━━━ EXTRACTED TEXT

September 03, 2003|From Associated Press

JERUSALEM — Calling Yasser Arafat the biggest obstacle to Mideast peace, Israeli Defense Minister Shaul Mofaz said Tuesday that his government might expel the Palestinian leader by the end of the year.

Mofaz has called several times for Arafat to be deported from the Palestinian territories, but Prime Minister Ariel Sharon has overruled him, fearing an international backlash.

"I think Israel made a historic mistake by not expelling [Arafat] about two years ago.... We will need to address this matter in a relatively short space of time, very possibly even this year," Mofaz told Army Radio. "Arafat never wanted to reach an agreement with us, and all he wants is to continue the conflict.... I believe that he has to disappear from the stage of history."

Israeli forces have largely confined Arafat to his half-demolished compound in the occupied West Bank city of Ramallah for 18 months after the government accused him of stoking violence. Arafat denies the charge and says he supports the U.S.-backed "road map" peace plan.

Mofaz issued the warning as Arafat and his prime minister, Mahmoud Abbas, remained locked in a power struggle.

Abbas, backed by the United States and Israel, is increasingly unpopular at home and could be ousted in a Palestinian parliament vote next week. Arafat and Abbas have clashed on control of security forces and key appointments, threatening a rift that could hinder peace efforts.

Palestinian Authority Labor Minister Ghassan Khatib said Mofaz's threat of expelling Arafat only raised tensions, "but is consistent with the spirit of escalation of the Israeli leadership."

Fearful that the Arafat-Abbas conflict could lead to more serious internal strife, Palestinian mediators continued Tuesday to shuttle between the two leaders -- who are not on speaking terms -- in an attempt to resolve their dispute over Palestinian security forces.

━━━━━━

WHAT YOU ARE ASKED TO DO
In the news report on Mofaz's remarks, where have Israeli forces largely confined Arafat for 18 months?

━━━ DATA EXTRACT

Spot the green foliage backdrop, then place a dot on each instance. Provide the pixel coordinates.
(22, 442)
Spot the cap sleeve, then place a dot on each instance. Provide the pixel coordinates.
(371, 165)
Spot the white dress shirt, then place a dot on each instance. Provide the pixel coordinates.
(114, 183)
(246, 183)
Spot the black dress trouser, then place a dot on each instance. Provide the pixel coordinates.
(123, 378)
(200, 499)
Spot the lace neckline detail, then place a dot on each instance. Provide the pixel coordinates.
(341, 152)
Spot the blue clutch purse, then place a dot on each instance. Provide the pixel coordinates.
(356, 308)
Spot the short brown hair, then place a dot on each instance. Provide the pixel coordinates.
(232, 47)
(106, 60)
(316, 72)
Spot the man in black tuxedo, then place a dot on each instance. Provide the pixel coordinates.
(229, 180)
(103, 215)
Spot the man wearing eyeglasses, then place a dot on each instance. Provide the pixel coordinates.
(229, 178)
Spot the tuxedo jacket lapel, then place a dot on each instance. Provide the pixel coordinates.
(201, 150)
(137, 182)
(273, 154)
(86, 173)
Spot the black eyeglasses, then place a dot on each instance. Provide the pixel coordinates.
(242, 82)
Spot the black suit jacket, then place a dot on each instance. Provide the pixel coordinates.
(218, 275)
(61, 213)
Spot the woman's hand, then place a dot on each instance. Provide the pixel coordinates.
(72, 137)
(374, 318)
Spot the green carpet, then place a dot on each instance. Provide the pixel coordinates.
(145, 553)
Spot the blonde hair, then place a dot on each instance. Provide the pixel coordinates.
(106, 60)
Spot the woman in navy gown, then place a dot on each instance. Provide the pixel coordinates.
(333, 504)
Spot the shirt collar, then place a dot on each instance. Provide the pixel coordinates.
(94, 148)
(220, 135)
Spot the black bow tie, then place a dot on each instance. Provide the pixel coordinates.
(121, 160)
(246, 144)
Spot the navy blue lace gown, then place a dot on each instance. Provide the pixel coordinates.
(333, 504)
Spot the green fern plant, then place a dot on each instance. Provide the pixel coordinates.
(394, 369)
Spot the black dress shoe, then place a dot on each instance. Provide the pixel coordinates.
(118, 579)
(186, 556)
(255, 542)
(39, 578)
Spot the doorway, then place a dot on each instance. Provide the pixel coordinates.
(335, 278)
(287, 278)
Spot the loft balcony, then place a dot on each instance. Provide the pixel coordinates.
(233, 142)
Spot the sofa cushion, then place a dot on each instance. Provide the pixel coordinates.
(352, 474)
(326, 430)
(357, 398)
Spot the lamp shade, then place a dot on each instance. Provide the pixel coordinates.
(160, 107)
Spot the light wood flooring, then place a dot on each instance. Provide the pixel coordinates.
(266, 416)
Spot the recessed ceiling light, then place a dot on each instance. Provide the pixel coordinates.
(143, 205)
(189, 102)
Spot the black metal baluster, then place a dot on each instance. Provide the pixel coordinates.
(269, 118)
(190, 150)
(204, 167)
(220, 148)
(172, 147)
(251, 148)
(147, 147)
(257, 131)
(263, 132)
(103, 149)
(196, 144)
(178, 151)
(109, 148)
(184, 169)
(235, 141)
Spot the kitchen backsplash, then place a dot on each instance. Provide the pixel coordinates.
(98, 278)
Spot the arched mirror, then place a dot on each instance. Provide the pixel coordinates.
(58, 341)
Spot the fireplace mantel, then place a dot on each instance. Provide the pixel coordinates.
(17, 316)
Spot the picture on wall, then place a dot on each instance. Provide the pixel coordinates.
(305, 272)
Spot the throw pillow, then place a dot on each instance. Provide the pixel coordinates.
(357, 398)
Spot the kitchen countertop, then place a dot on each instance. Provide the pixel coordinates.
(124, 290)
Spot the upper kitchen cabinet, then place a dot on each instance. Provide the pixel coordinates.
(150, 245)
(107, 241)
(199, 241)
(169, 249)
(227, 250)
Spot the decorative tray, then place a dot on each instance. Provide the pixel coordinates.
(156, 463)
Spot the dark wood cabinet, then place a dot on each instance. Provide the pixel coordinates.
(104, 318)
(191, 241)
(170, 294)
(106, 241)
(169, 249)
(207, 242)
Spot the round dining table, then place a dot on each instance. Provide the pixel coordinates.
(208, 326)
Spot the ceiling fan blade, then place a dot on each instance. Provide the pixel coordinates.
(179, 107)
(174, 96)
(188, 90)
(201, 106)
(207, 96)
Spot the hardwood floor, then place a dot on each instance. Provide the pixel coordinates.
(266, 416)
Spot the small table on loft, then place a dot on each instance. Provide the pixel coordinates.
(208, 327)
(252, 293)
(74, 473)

━━━━━━

TASK OUTPUT
To his half-demolished compound in the occupied West Bank city of Ramallah.